» **Exercise details**
Treat the line containing "Where can the stainless steel double" as the first line and the final line of the material below as the last; reproduce that range exactly.

» **Records supplied**
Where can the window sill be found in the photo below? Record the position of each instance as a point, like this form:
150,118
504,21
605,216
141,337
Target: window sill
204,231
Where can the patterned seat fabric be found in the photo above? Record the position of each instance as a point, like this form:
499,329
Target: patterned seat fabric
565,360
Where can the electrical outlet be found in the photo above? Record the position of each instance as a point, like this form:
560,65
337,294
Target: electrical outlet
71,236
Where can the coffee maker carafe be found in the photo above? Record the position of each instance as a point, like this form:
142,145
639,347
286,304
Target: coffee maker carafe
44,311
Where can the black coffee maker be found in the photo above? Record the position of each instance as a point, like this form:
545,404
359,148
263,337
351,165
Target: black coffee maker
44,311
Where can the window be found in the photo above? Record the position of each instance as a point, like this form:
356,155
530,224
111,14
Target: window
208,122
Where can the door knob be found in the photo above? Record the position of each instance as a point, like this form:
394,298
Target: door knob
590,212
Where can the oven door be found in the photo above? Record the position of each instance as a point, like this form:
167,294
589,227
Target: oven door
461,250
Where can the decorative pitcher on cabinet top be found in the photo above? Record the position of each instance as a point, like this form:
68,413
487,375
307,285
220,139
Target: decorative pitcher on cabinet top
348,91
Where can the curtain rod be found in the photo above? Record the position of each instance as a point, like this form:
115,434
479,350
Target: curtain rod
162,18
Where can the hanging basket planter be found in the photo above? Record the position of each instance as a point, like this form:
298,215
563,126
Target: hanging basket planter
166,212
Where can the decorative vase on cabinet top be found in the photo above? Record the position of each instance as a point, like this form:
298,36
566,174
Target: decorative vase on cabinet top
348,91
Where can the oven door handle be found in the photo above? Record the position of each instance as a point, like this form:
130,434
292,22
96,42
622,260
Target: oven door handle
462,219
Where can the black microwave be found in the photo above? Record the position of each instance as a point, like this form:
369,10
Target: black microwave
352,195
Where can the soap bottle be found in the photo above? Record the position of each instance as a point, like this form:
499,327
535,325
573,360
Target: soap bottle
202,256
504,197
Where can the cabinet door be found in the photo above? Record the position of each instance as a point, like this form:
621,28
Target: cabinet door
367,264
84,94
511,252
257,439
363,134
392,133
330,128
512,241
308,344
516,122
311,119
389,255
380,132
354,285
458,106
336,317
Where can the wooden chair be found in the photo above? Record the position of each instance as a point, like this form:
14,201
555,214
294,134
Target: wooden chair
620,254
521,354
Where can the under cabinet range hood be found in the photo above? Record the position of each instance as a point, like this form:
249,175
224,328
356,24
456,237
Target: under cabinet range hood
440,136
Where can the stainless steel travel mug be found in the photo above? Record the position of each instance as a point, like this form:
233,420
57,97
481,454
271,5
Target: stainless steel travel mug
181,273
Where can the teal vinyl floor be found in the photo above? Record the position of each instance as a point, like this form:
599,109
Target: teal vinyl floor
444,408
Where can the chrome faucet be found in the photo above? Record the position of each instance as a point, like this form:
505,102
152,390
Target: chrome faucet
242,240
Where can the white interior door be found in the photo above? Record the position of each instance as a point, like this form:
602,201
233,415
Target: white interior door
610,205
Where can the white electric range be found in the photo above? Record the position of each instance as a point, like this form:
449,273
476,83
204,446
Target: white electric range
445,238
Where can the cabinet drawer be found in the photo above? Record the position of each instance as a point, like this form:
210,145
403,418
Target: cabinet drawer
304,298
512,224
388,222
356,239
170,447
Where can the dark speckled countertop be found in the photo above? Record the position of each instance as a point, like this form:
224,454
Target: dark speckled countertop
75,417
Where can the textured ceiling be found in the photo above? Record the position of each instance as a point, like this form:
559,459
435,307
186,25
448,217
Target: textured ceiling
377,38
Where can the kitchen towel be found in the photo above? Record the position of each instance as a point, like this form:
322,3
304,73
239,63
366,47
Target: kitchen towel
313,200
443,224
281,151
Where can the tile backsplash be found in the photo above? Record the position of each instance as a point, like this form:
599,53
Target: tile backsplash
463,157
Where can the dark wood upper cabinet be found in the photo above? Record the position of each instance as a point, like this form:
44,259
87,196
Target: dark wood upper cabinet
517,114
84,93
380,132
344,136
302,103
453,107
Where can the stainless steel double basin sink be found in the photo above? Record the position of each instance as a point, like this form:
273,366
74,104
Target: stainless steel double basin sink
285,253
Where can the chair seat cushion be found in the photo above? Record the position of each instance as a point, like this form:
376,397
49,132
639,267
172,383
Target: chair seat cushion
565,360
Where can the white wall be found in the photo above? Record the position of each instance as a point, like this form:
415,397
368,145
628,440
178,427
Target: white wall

» **Complete answer**
Where can the stainless steel double basin sink be found in the photo above? Record the position of each instance as a point, like this form:
273,366
74,104
Target: stainless steel double basin sink
285,253
Where can the chair seat cushion be found in the photo above? Record the position of each instance as a point, like this form:
376,397
49,132
639,267
172,383
Target: chair seat cushion
565,360
Where can the white wall be found in the photo above? Record the position of each instance as a point, like this form:
415,397
368,145
628,440
178,427
Target: white wall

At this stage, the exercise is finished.